Dataset excerpt:

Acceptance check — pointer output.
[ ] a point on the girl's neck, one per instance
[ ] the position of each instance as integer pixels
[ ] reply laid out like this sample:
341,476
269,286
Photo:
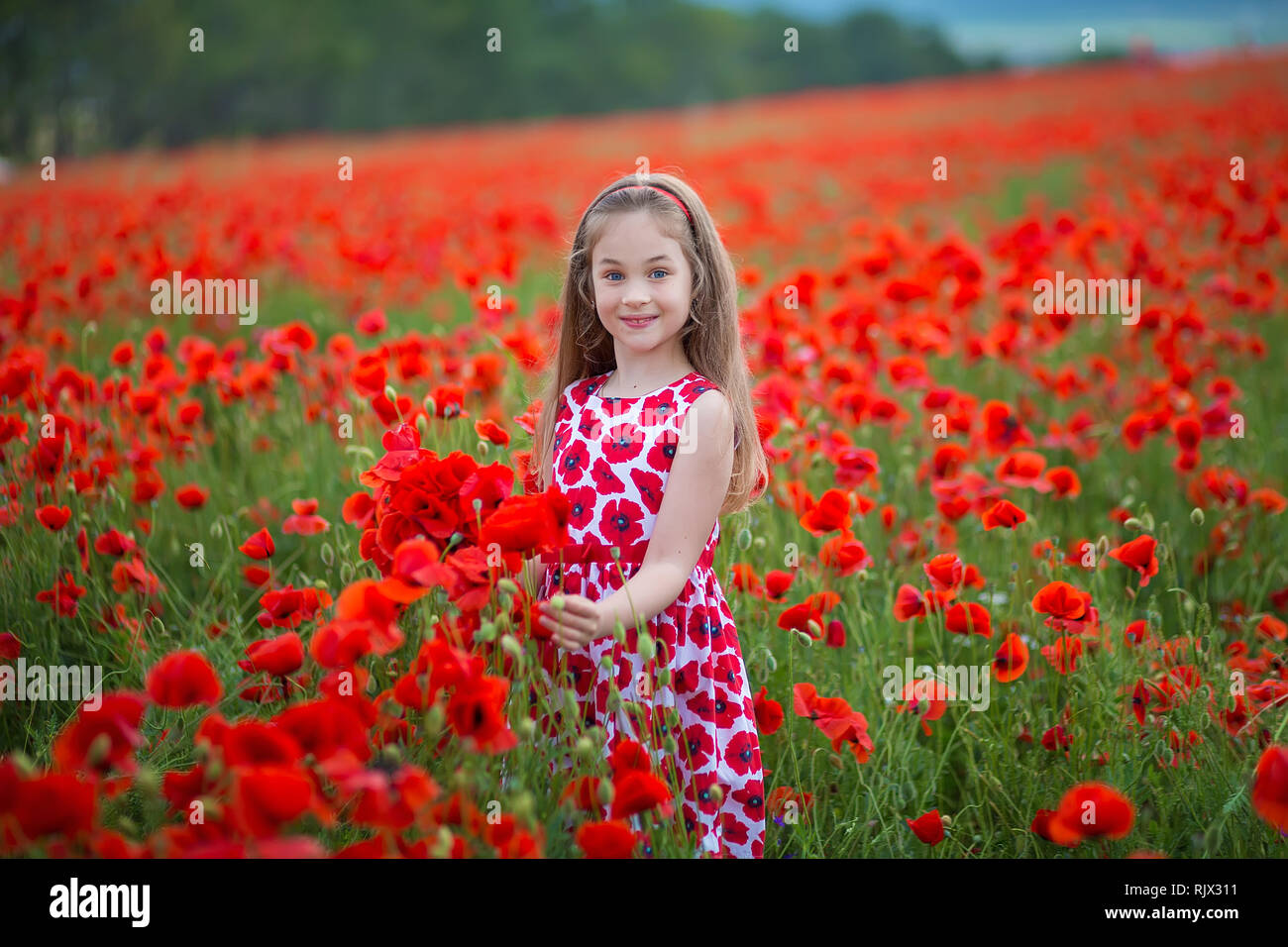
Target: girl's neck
627,386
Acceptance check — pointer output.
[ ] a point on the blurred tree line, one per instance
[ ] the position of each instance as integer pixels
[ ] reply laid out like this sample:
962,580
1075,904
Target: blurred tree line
80,76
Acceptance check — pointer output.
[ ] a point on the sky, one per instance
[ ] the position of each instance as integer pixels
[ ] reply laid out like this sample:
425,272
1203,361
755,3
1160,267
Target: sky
1042,30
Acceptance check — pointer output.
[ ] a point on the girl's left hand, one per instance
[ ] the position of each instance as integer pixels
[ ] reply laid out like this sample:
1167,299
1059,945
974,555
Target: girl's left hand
575,625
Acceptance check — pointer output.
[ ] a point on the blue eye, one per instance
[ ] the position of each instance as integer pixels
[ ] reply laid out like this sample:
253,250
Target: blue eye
606,275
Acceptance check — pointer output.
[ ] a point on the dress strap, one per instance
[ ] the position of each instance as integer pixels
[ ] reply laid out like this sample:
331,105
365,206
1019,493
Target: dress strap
603,554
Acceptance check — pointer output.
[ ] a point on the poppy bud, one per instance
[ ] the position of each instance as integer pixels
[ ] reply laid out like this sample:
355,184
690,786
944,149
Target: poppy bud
147,780
510,646
524,806
98,750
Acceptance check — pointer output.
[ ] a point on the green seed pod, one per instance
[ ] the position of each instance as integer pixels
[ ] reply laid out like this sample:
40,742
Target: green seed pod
510,646
524,806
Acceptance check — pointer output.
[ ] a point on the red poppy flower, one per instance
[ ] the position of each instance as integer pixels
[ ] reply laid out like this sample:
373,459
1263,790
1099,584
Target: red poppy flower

Work instructions
Repeat the full listing above exactly, with no pictures in the copy.

Expected answer
Acceptance check — pointer output.
[ ] a point on the girl's neck, one per instance
[ ] the position of each instance as integer pixels
[ ] reply laid out like this sample:
341,476
269,286
Photo:
Target: girl's neck
627,386
Acceptance check — pointer output.
[ ] a point on the blurred tree line, one per instance
[ ] the position of each instance as integer pixels
[ ] reply laid out like this sample:
962,580
1075,904
Target: blurred tree line
80,76
Acceptance check — pointer output.
[ ] a point on the sky, one per instance
[ ] the position of each instance as integer pixels
[ ] reply laid out like this sample:
425,272
1203,361
755,3
1160,267
Target: sky
1042,30
Acceptance check — pointer output.
[ ] a point on the girl's left hand, one per instance
[ ] the position of each instance as integer pixels
[ ] reply laid out like this sample:
1167,299
1059,945
974,555
Target: girl's left hand
575,625
Acceptance check — pointer output.
[ ] a point on the blue eye, one per instance
[ ] the position of each instance as integer pixels
[ ] reply laid out like this sample:
253,250
Target: blue eye
606,275
Acceptance check — pointer output.
[ ] a point on the dress strap, one per instance
[ ] the position of each instance as integer pixels
[ ] reply laid out like this sample:
331,105
365,206
1019,493
Target: dress strap
603,554
Acceptance check — pointer output.
[ ] a point on the poppy bud, one per instance
[ ] the position of each instance as integer pixels
[ ] reply laid out like this sample:
355,184
690,786
944,149
Target: poppy bud
147,780
510,646
524,806
98,750
Acceptance check — pointer output.
[ ] a point on the green seed pod, one per instance
[ ] the position of each instance as integer pixels
[ ] reply laid out like this sample:
40,742
Target: green seed pod
510,646
524,806
Acceptance check — pointer output.
[ ] a point on the red poppy flower, one per instance
[ ] the position of each instance as integer pixels
[ ] reply laid out like this sample:
373,459
1263,790
1099,584
Target: red poppy flower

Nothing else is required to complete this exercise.